• PROBLEM TO SOLVE:
From the first line below to the last, reproduce the material exactly and leave out the images.

• EXERCISE DATA:
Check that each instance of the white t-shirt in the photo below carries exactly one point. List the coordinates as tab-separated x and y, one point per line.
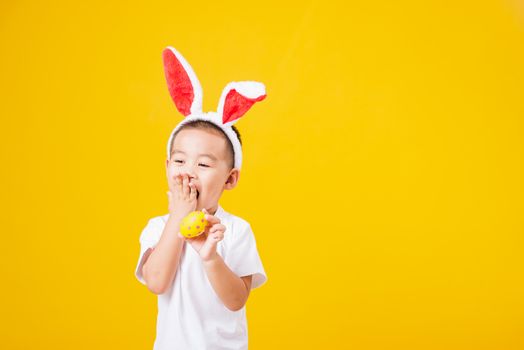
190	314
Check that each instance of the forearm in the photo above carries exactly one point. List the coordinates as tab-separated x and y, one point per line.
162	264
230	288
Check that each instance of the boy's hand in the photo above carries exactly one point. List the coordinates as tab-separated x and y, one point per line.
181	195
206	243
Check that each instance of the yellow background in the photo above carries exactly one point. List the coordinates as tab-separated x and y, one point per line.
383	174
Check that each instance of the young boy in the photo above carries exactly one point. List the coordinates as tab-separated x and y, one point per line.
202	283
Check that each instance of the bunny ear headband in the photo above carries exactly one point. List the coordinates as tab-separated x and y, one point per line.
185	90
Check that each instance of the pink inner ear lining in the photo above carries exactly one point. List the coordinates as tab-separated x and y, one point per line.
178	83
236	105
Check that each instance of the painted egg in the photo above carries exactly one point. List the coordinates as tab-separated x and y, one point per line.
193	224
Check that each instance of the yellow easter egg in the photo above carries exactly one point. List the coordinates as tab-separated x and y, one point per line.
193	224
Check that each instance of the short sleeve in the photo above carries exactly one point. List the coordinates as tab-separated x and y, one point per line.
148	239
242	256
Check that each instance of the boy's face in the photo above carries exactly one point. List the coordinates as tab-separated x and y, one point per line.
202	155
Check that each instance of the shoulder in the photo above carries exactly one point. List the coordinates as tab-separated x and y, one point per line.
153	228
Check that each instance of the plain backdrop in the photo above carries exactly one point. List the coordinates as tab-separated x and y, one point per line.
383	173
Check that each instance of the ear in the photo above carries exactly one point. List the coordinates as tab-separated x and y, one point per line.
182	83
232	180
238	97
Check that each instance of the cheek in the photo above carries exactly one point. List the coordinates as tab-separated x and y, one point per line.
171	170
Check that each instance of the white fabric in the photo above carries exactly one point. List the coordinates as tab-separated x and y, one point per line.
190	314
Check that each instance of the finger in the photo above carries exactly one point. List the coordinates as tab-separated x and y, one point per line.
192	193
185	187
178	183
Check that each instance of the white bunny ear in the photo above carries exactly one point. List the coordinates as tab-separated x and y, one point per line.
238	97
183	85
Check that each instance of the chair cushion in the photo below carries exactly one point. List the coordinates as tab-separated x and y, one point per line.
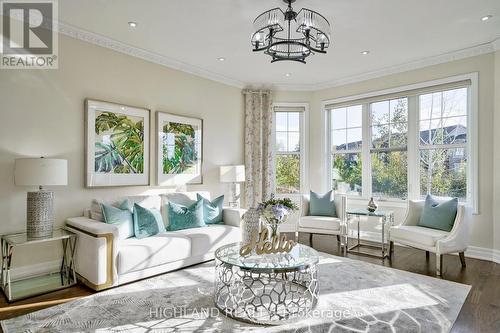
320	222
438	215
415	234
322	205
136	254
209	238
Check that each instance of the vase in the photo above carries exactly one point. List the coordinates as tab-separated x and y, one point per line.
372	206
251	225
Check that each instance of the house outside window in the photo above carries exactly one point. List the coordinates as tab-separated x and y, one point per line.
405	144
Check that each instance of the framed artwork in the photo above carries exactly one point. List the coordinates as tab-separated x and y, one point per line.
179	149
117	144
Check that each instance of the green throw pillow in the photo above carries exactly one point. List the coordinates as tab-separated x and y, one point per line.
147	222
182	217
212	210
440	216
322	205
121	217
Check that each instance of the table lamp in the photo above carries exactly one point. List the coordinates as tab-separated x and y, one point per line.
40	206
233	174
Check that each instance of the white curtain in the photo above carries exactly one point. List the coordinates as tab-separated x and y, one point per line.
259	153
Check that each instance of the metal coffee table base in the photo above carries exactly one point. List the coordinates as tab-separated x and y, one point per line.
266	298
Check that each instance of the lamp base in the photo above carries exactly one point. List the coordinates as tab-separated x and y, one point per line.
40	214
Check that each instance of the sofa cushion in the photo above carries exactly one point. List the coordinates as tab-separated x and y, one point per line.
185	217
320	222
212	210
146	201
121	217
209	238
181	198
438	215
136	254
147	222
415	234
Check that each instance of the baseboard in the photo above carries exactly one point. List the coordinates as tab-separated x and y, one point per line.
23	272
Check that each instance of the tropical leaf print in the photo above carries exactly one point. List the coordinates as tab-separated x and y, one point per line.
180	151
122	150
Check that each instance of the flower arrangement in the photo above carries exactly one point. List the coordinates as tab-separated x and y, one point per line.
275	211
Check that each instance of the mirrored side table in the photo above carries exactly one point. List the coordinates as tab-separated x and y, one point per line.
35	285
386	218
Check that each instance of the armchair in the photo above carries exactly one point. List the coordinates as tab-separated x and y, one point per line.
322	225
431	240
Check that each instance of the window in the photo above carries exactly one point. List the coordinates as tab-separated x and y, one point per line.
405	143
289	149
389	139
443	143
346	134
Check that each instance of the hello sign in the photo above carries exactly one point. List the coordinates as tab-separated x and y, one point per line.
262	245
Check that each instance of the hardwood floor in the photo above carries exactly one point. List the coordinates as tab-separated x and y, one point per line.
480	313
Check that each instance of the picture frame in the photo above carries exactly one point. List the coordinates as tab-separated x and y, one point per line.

• ANSWER BELOW:
Check that each instance of the white t-shirt in the photo below carries exactly one point. List the coordinates as tab-separated x and y, one point per line.
190	314
Check that each instance of the forearm in the photo above carries exactly one point. List the coordinates as tab-separated x and y, one point per line.
162	264
230	288
Check that each instance of the boy's hand in the photo above carries exactly one point. List the coordinates as tab-separated x and y, one point per line.
181	195
206	243
Check that each instance of the yellow background in the photo above carries exactly one point. List the coordinates as tab-separated x and y, one point per line.
383	174
Check that each instance of the young boy in the photo above carries exactly one point. List the coordinates as tab-separated x and y, one point per line.
202	283
Check that each instance of the bunny ear headband in the photo above carries exactly one point. List the coordinates as tab-separated x and y, one point per line.
185	90
Check that each instance of the pink inner ear lining in the photo above carries exactly one point. List the coordinates as tab-separated x and y, one point per line.
178	83
236	105
Check that each instance of the painted egg in the photo above carries exactly one point. List the coordinates as tab-separated x and y, one point per line.
193	224
Check that each instance of the yellow easter egg in the photo above carries exactly one point. List the coordinates as tab-separated x and y, one point per line.
193	224
Check that each instance of the short sleeve in the photo above carries exactly one point. List the coordinates as tab-separated x and y, one point per line.
148	239
242	256
Check that each instance of the boy's face in the photo above carries exactly one point. List the coordinates as tab-separated x and y, one point per line.
202	155
Check that each instance of the shoulder in the photo above carries exactly one point. List the coordinates as tab-separated x and y, one point per line.
153	228
Check that each instance of the plain backdrop in the photo above carries exactly one point. List the coordinates as tab-separated x and y, one point per line.
383	173
Check that each instance of the ear in the photo above carries exactly one point. List the coordinates as tab-separated x and y, one point per line.
182	83
232	180
238	97
Check that each instance of the cheek in the photo above carries exactly one point. List the coordinates as tab-separated x and y, one point per line.
171	170
Check that each instance of the white fabric in the photo above carries exactly one point. List the coordinates as tab-separated x and y, one point per line.
190	314
Check that each instance of the finger in the photo above carries exactly one point. List the coordinates as tab-separated x and y, one point per line.
192	193
185	187
178	183
Check that each instance of the white bunny ear in the photo above carries exactly one point. List the coordinates as tab-separated x and y, one point per line.
238	97
183	85
Check that each instance of the chair cushion in the photo below carries exactly one point. List the coordinates as tab-separated x and y, one point per line.
320	222
438	215
415	234
322	205
136	254
209	238
Check that each instance of the vase in the photo above carries exactly one point. List the coordinates as tab-separated x and y, one point per line.
372	206
251	225
Check that each instance of the house outside window in the photo above carries exactly one point. List the coordinates as tab-separated x and y, one point per line.
405	144
Check that each instance of the framed artwork in the photo above carries exactly one point. List the coordinates as tab-separated x and y, one point per line.
179	149
117	144
Check that each instance of the green throw pillow in the photo above carries exactly one point. List the coordinates as tab-separated x and y, one point per line.
147	222
182	217
212	210
440	216
322	205
121	217
Check that each instance of the table lamp in the photo above carries exactly one point. List the coordinates as tab-separated x and y, one point per line.
40	206
233	174
Check that each instance of the white curtain in the photo above carries exactly one point. List the coordinates as tab-separated x and y, one point per line.
259	153
Check that each instance of the metal coffee table base in the photo above carries exactly one point. List the coordinates as tab-separated x and y, one point per line.
266	298
Check that each instance of the lamp base in the photo above carries exactly one point. List the coordinates as tab-separated x and y, one point per line.
40	214
Check that each instance of the sofa cushion in the photo above carries exactly one point. List the coordinates as tab-separated x and y, one point per line.
185	217
320	222
212	210
146	201
121	217
209	238
181	198
438	215
136	254
147	222
415	234
Check that each instance of the baseboard in the photo above carries exactly one point. List the coordinates as tab-separated x and y, one point per line.
23	272
Check that each instance of the tropical leaf print in the photo above carries exactly one point. List the coordinates as tab-separated x and y, one point per line.
180	151
122	150
Check that each instance of the flower arrangement in the photo above carries exactly one point. List the coordinates as tab-separated x and y, one point per line.
275	211
Check that each instance of the mirrored side table in the photo above carries exactly one point. List the coordinates as tab-separated x and y, one point per line.
35	285
386	218
Check that each instance of the armchair in the photo above carries exactly one point. List the coordinates as tab-separated x and y, one point per line.
322	225
431	240
Check that each instance of the window in the photo above carries exactly one point. List the coordinates as tab-separated x and y, one point per line.
405	143
289	149
389	139
443	143
346	134
Check that each instance of the hello sign in the photo above carries exactly one point. List the coordinates as tab-separated x and y, one point per line.
262	245
Check that each instance of the hardwood floor in the photo above carries exactly one point. List the coordinates as tab-separated x and y, one point per line.
480	313
Check that each instance of the picture frame in the photo above carries exactly one point. List the coordinates as tab-separated x and y, one point per line.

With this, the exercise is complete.